**Data provided:**
-- -- --

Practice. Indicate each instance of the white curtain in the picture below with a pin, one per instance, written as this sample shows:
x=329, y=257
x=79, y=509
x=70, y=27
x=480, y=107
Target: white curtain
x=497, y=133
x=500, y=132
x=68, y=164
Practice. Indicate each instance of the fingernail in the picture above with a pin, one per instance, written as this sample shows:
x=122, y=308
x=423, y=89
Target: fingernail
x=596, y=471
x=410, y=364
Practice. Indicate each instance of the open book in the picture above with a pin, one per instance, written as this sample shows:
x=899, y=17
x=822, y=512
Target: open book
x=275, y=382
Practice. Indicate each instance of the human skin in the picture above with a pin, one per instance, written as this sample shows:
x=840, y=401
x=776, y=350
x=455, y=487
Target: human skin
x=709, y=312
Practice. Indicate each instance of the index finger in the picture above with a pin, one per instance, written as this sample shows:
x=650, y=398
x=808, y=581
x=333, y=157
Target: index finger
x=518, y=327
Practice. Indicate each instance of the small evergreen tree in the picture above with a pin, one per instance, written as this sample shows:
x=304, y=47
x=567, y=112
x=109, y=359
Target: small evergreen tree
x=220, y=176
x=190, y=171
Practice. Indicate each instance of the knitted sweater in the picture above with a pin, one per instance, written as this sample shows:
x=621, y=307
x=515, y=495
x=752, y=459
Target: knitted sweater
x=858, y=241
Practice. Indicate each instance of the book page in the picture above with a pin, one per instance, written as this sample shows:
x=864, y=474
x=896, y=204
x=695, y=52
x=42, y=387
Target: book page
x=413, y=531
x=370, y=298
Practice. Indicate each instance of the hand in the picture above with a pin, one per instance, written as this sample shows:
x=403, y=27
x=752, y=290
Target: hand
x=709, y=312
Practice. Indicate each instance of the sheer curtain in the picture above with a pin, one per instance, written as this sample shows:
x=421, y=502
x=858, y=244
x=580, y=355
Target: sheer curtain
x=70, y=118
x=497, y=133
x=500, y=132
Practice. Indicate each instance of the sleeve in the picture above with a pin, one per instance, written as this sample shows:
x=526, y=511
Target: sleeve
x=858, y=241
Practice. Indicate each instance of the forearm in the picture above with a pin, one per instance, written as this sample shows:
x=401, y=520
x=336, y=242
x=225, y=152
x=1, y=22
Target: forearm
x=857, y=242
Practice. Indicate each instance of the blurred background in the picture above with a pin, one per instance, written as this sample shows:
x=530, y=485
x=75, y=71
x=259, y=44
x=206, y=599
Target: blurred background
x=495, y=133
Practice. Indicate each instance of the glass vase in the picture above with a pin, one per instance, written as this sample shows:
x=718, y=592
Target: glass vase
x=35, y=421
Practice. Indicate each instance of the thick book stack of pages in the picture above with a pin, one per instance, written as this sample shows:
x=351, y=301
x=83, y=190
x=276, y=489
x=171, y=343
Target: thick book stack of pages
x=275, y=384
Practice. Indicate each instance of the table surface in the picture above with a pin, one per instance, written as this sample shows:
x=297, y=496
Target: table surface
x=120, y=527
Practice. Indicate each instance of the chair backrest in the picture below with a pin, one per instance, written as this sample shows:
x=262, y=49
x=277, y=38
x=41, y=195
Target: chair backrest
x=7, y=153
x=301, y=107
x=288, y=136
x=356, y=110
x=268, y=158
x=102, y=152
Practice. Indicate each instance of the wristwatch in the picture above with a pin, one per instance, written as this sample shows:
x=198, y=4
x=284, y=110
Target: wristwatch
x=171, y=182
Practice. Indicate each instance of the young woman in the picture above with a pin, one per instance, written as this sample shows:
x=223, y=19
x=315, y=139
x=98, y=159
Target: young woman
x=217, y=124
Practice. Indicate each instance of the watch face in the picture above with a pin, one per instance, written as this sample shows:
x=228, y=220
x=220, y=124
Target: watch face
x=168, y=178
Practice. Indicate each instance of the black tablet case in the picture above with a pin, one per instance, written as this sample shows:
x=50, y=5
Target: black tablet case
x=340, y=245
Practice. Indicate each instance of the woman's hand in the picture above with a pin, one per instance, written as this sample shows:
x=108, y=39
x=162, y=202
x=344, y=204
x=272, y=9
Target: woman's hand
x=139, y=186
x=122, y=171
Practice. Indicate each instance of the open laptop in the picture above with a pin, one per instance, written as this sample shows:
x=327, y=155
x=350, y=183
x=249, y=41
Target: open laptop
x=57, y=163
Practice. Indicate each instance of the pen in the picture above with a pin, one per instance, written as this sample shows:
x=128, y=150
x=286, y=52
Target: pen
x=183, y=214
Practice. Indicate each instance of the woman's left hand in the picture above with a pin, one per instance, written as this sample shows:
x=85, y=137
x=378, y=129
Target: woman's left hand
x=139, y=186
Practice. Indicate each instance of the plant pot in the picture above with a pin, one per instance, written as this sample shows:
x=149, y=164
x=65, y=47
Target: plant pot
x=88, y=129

-- -- --

Rewrite all the rows above, replacing "Practice" with "Exercise" wherever it appears and keeping everything else the same.

Exercise. Indicate each instance of the white curtain in the picture below with a pin, one per instance, written as this sample shows:
x=329, y=257
x=79, y=509
x=70, y=27
x=480, y=107
Target: white curtain
x=497, y=133
x=500, y=132
x=68, y=164
Exercise. Indicate each instance of the fingernail in the picture above with a pin, one per instance, written as this sample shows:
x=122, y=308
x=423, y=89
Target: fingernail
x=596, y=471
x=410, y=364
Exercise. Indicate each instance of the open book in the picture above with a pin, one per instance, written as this sample shows:
x=899, y=17
x=822, y=512
Target: open book
x=275, y=382
Exercise. Indicate each instance of the human skin in the picture above with a pin, one per instance, written as this sample shows:
x=840, y=401
x=776, y=350
x=455, y=487
Target: human skin
x=709, y=312
Exercise. Indicate each instance of the index finger in the picture above with a pin, one per instance, written as this sample shows:
x=650, y=398
x=808, y=581
x=333, y=157
Target: index finger
x=518, y=327
Exercise. Indicate each instance of the small evergreen tree in the picture above with a pin, one per instance, written as this sample shows:
x=304, y=47
x=567, y=112
x=109, y=359
Target: small evergreen tree
x=220, y=176
x=190, y=171
Exercise. Indicate each instance of the knitted sweater in the picture above with a pin, one per instance, written as this sample shows:
x=621, y=307
x=515, y=495
x=752, y=459
Target: knitted sweater
x=858, y=241
Exercise. Indicate each instance of the book page in the picture above with a pin, one per instance, written as this sample shows:
x=864, y=474
x=896, y=204
x=695, y=52
x=42, y=387
Target: book page
x=413, y=531
x=370, y=298
Exercise. Indicate each instance of the hand in the picture above with a pin, one per instance, written as this sample shows:
x=403, y=27
x=752, y=290
Target: hand
x=709, y=312
Exercise. Indicate each instance of the sheer curtain in the picture above with a pin, one per instance, written as this sample shows:
x=421, y=502
x=858, y=244
x=580, y=355
Target: sheer curtain
x=70, y=118
x=497, y=133
x=500, y=132
Exercise. Indicate each instance of the sleeve in the picture above with a pin, one per instance, written as this sample shows:
x=526, y=511
Target: sleeve
x=858, y=241
Exercise. Indicate each instance of the forearm in the picture above with a pin, one per instance, written as this sample shows:
x=401, y=520
x=336, y=242
x=225, y=152
x=1, y=22
Target: forearm
x=857, y=242
Exercise. Indicate each instance of the blurred background in the picture above with a pin, one per instance, written as this sample shows:
x=530, y=485
x=75, y=71
x=259, y=44
x=206, y=599
Target: blurred background
x=495, y=133
Exercise. Indicate each instance of the glass vase in the picture above with a pin, one per instance, written as this sample shows:
x=718, y=592
Target: glass vase
x=35, y=421
Exercise. Indicate each instance of the thick book stack of pages in the picture above with a pin, one per instance, written as this sample shows:
x=351, y=301
x=83, y=190
x=276, y=489
x=171, y=343
Target: thick book stack of pages
x=275, y=384
Exercise. Indicate each instance of the table surface in the picture above with a pin, one per instance, written as this sample shows:
x=297, y=496
Target: table surface
x=120, y=527
Exercise. Indicate each instance of the chair backrest in the picture below with a pin, one per instance, written as this sample shows:
x=262, y=49
x=277, y=38
x=41, y=195
Target: chair backrest
x=7, y=153
x=301, y=107
x=288, y=136
x=356, y=110
x=268, y=158
x=102, y=152
Exercise. Indicate each instance of the wristwatch in the picture above with a pin, one per instance, written as this sample shows:
x=198, y=4
x=284, y=110
Target: wristwatch
x=171, y=182
Exercise. Indicate each instance of the young woman in the picture above with a pin, one per instance, written as this sample shows:
x=223, y=19
x=315, y=139
x=98, y=159
Target: young woman
x=217, y=124
Exercise. Indicate each instance of the watch face in the picture above with a pin, one per instance, written as this sample shows:
x=228, y=220
x=220, y=124
Target: watch face
x=168, y=178
Exercise. Indicate each instance of the black tablet case in the picture above with a pin, one per instance, written as this sample shows:
x=50, y=5
Target: black tablet case
x=340, y=245
Exercise. Indicate each instance of the woman's hand in the picture above with a pin, one per instance, written as this sample shows:
x=108, y=39
x=162, y=202
x=344, y=204
x=272, y=9
Target: woman's hand
x=139, y=186
x=122, y=171
Exercise. Indicate each instance of the open laptop in the picture above with a pin, one per instance, written as this sample shows:
x=327, y=155
x=350, y=183
x=249, y=41
Target: open laptop
x=57, y=163
Exercise. Indicate each instance of the pen in the picture above with a pin, one per instance, written as this sample shows:
x=128, y=150
x=286, y=52
Target: pen
x=183, y=214
Exercise. Indicate each instance of the woman's left hand in the picture above with a pin, one per instance, written as this sample shows:
x=85, y=137
x=378, y=129
Target: woman's left hand
x=139, y=186
Exercise. Indicate each instance of the plant pot in the picture above with a pin, one per instance, written as this sample shows:
x=149, y=164
x=65, y=47
Target: plant pot
x=88, y=129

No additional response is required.